**QUESTIONS ON THE MATERIAL:**
(1) According to the in-home care text, what frequently results from not drinking enough water?
(2) List every advantage of choosing in-home care that the in-home care text gives.
(3) Carry on the in-home care text from the point where it stops.

:: PROVIDED TEXT ::

Disorientation or bizarre behavior:
If you notice unusual behavior from an elderly individual, do not ignore it. It could be the result of a health condition or possibly over or under medication. It is important to note that not drinking enough water frequently results in a urinary tract infection, particularly in women. A UTI causes the elderly to become emotionally upset and angry. A stroke or a “mini” stroke can also cause changes in behavior. These are serious signs that a doctor needs to check for in someone.
To further help make the determination, the attached ADL and IADL checklist provides a number of activities that parents and loved ones should be able to complete daily to ensure their ability to live independently. As their primary caregiver, assistance in completing theses tasks may start off small, but quickly escalate until servicing and assisting with all of their daily needs is no longer feasible. That is when seeking in-home care becomes a good choice for you and your loved one. Click here for Checklist:
Having the Conversation
Making the decision to move toward in-home care for a loved one is a delicate one that requires honest, careful conversation that adult children of elderly parents have to have. If you are the Health Care Power of Attorney or Legal Power of Attorney for someone then you have accepted the responsibility for ensuring their well-being when they can no longer do so. Though we want to do what’s best for our loved ones, remember it is their lives and they will be directly affected by the decisions. More often than not people want to stay in their own homes, choosing in-home care keeps them as independent as possible for as long as possible. Home care is less expensive on average than other options, and more importantly when you choose in-home care your loved one is getting one on one care, versus an assisted living or other type of facility where they will be one of many people that an aide has to assist that day or shift.

:::
:: DATA SUPPLIED ::

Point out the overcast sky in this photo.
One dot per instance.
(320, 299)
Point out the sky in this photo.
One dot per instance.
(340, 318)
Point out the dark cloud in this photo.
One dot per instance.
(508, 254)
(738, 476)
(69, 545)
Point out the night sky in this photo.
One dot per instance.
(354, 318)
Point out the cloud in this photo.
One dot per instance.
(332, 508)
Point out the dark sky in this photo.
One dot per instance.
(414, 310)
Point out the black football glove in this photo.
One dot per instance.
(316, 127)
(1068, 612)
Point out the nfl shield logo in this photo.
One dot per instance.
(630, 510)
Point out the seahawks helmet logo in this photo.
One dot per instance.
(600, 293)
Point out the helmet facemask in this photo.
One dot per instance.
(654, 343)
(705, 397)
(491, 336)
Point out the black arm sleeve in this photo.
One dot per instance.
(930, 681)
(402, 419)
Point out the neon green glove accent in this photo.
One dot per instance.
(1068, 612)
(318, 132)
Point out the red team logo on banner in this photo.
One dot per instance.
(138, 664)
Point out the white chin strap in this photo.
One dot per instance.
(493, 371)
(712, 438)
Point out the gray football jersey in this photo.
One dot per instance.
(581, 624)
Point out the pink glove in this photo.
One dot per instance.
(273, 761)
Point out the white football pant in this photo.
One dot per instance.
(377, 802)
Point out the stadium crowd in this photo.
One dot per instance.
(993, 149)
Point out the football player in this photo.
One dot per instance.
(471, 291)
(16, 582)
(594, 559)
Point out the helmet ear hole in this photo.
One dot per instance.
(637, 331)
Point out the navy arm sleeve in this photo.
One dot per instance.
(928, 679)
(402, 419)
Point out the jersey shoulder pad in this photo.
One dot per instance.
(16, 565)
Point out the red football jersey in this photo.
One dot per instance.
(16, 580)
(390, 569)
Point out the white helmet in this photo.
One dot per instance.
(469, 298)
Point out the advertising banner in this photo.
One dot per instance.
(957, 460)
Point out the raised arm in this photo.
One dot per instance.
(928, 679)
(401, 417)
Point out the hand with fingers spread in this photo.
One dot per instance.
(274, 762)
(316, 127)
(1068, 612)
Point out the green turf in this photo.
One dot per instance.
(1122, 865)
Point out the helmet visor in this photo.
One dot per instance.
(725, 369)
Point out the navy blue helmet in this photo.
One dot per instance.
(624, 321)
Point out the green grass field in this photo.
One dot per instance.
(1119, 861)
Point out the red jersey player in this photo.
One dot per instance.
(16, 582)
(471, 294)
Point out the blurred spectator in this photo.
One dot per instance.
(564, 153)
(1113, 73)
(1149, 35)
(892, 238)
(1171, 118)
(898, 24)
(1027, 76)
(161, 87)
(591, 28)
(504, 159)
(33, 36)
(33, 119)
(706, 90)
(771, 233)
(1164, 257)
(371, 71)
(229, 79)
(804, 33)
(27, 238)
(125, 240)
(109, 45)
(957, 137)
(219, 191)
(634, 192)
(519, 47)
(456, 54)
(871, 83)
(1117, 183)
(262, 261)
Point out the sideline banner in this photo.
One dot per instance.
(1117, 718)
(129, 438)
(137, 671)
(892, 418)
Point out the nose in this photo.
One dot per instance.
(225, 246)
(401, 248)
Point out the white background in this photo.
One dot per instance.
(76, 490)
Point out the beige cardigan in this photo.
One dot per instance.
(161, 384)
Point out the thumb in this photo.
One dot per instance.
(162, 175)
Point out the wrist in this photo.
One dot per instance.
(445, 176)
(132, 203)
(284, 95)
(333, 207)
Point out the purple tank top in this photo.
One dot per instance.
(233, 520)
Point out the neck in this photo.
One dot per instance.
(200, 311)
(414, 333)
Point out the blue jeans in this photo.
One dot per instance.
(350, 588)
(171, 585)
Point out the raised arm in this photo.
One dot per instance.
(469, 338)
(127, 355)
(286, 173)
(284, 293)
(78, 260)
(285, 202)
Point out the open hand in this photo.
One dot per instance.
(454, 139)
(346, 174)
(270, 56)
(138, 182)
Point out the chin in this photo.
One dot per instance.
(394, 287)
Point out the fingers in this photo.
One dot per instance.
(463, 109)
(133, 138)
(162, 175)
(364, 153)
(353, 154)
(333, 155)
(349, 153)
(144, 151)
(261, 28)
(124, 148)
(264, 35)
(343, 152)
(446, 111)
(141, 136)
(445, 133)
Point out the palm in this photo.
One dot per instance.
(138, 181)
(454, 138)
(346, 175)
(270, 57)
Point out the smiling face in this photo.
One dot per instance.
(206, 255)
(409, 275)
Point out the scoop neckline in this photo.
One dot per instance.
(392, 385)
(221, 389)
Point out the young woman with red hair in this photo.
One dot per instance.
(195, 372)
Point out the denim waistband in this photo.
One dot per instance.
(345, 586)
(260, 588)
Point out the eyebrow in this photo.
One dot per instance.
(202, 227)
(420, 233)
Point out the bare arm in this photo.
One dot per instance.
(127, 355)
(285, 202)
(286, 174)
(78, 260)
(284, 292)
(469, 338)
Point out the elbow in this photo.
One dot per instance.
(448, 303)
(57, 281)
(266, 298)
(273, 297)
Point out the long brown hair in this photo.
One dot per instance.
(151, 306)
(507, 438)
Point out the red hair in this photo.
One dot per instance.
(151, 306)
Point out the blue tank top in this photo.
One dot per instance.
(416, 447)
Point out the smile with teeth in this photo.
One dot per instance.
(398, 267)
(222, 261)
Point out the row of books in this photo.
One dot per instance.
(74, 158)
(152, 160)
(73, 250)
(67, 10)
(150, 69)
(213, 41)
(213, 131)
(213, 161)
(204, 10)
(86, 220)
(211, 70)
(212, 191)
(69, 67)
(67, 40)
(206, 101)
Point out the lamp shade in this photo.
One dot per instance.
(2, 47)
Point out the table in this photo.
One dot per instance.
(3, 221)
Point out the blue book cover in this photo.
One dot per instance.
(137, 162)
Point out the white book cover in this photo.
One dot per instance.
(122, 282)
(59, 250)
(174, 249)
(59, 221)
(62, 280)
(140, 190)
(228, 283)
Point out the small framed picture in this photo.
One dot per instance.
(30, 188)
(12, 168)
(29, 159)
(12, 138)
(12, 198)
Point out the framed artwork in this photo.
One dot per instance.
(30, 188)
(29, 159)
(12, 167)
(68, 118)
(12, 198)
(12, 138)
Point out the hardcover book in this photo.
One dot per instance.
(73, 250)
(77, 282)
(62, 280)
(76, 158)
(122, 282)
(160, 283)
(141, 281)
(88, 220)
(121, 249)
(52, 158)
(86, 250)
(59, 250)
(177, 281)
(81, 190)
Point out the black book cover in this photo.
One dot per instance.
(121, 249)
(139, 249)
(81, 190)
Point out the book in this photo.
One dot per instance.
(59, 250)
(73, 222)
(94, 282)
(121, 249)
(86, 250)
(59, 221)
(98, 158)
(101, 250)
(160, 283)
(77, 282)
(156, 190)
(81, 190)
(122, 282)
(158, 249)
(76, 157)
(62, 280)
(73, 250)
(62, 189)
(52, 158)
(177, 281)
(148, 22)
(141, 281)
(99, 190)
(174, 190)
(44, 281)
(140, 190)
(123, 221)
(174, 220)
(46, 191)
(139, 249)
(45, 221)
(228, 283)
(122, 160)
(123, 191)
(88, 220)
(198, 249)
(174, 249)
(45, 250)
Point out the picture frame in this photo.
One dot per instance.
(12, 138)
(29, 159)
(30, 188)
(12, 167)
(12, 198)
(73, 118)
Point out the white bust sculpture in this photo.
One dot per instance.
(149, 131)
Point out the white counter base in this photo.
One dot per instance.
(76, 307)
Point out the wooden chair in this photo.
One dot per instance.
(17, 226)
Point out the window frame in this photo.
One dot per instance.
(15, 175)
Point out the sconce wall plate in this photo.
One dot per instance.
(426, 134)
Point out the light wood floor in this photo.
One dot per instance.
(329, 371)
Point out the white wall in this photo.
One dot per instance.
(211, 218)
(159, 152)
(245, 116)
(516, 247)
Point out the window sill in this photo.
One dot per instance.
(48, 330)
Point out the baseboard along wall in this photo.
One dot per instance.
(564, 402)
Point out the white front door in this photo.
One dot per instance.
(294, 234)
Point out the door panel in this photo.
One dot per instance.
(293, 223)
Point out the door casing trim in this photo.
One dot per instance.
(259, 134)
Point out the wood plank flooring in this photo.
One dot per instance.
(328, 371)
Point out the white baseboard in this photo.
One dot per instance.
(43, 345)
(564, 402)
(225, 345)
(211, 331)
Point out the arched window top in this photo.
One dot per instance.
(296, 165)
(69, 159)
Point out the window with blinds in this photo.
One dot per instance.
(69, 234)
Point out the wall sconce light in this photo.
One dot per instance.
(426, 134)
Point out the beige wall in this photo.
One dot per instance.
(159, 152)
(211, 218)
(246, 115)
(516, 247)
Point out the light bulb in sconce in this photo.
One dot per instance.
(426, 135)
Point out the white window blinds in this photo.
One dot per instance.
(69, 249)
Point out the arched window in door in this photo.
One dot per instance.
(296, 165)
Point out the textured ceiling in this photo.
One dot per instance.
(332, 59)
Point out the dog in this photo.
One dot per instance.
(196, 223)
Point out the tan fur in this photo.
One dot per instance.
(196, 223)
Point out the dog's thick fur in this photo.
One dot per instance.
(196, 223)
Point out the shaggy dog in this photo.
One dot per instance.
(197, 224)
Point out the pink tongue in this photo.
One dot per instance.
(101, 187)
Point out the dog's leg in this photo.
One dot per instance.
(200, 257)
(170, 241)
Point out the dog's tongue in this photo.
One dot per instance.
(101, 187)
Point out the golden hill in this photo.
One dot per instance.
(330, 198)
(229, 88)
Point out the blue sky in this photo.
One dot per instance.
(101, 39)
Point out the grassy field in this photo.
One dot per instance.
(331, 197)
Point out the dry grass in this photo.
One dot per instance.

:::

**EXERCISE ANSWERS:**
(1) A urinary tract infection, particularly in women.

(2)
- It keeps loved ones as independent as possible for as long as possible.
- It is less expensive on average than other options.
- The loved one gets one-on-one care instead of being one of many people an aide has to assist that day or shift.

(3)
According to the Federal Long Term Care Insurance Program, the national average annual cost of in-home care is $19/hour or $29,630/year (based on 6 hours per day, 5 days per week). Yet this cost is significantly lower than the national average cost of either an assisted living facility ($41,124/year) or a nursing home with a semi-private room ($82,855/year). Studies have found, in fact, that in-home care is preferable to a loved one being placed in an assisted living facility or a nursing home. Of course, paying for care out-of-pocket ensures that loved ones can receive the exact services that they require. Yet, the cost of in-home care can still be prohibitive for many families.
However, there are other ways to fund the cost of in home care such as:
- Long Term Care Insurance
- Medicaid and other public benefit programs (if eligible)
- Program of All-Inclusive Care for the Elderly (PACE) which includes home care
- Veteran’s benefits such as Aide and Attendant Care
- Paying a family member to be the care giver (some Medicaid programs and home health care agencies allow this).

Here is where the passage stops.